● What you are asked to do: Find each line in the records below that contains the string "flower", and copy those lines in order.

Extracted records:
--- --- ---

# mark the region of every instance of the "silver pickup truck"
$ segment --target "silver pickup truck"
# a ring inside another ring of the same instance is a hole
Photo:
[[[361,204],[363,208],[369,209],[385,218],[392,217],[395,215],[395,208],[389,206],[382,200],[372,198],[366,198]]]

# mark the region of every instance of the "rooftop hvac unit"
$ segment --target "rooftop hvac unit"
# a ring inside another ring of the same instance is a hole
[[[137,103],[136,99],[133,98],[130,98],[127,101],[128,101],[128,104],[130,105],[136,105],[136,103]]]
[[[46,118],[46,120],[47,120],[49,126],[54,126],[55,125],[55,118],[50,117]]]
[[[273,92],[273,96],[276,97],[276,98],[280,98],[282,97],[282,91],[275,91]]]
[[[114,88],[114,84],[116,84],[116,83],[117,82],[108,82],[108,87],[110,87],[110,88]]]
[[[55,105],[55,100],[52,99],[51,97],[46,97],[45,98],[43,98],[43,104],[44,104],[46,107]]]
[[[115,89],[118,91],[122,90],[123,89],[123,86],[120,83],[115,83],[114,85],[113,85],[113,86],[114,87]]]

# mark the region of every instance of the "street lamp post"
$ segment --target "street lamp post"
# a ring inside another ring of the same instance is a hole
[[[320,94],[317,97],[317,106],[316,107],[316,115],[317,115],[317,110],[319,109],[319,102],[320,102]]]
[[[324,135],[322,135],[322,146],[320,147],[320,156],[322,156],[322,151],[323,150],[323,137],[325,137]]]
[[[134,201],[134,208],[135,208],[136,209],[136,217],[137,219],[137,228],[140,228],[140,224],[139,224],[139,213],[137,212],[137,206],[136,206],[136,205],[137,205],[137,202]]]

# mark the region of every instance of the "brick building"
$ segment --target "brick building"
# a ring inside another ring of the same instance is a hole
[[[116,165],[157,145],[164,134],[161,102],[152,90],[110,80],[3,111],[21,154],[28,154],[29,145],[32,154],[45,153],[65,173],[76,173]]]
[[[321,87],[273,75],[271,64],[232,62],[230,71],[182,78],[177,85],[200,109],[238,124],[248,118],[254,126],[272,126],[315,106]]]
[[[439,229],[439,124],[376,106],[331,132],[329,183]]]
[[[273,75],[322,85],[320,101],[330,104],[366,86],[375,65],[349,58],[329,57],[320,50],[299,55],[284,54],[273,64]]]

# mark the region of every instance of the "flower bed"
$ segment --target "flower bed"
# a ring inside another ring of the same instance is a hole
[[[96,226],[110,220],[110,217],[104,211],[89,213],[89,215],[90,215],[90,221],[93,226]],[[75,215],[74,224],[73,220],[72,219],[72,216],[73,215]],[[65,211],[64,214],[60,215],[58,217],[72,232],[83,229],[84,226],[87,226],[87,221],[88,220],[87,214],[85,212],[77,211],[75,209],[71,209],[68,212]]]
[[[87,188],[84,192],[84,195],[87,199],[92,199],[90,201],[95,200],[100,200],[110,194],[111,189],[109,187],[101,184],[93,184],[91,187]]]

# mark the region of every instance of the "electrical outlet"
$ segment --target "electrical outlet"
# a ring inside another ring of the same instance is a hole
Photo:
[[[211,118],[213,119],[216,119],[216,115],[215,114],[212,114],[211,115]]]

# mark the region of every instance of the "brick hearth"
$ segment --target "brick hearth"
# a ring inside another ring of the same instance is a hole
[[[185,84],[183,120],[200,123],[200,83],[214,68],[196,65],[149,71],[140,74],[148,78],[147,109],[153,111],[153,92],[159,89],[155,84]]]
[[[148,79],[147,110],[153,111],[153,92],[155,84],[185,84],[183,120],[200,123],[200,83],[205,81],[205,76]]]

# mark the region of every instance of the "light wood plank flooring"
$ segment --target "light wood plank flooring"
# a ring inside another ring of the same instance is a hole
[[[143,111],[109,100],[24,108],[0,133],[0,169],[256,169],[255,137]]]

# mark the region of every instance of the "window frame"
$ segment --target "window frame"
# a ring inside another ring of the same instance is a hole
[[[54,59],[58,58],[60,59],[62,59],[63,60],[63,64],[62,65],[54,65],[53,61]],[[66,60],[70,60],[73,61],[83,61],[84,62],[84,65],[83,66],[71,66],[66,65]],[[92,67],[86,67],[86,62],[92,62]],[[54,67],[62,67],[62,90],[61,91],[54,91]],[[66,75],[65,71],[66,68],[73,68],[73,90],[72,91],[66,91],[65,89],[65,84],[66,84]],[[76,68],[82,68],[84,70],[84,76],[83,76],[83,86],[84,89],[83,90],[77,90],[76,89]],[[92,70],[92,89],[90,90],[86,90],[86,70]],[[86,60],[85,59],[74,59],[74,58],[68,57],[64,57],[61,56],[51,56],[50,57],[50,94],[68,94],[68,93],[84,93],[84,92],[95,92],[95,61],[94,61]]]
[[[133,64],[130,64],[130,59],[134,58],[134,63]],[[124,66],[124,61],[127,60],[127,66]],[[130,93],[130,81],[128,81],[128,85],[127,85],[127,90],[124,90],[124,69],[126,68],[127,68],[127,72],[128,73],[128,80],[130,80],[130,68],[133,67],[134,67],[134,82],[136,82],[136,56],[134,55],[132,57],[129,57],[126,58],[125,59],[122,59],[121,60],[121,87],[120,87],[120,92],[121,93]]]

--- --- ---

● Output of the exercise:
# mark the region of every instance of the "flower bed"
$ segment --target "flower bed"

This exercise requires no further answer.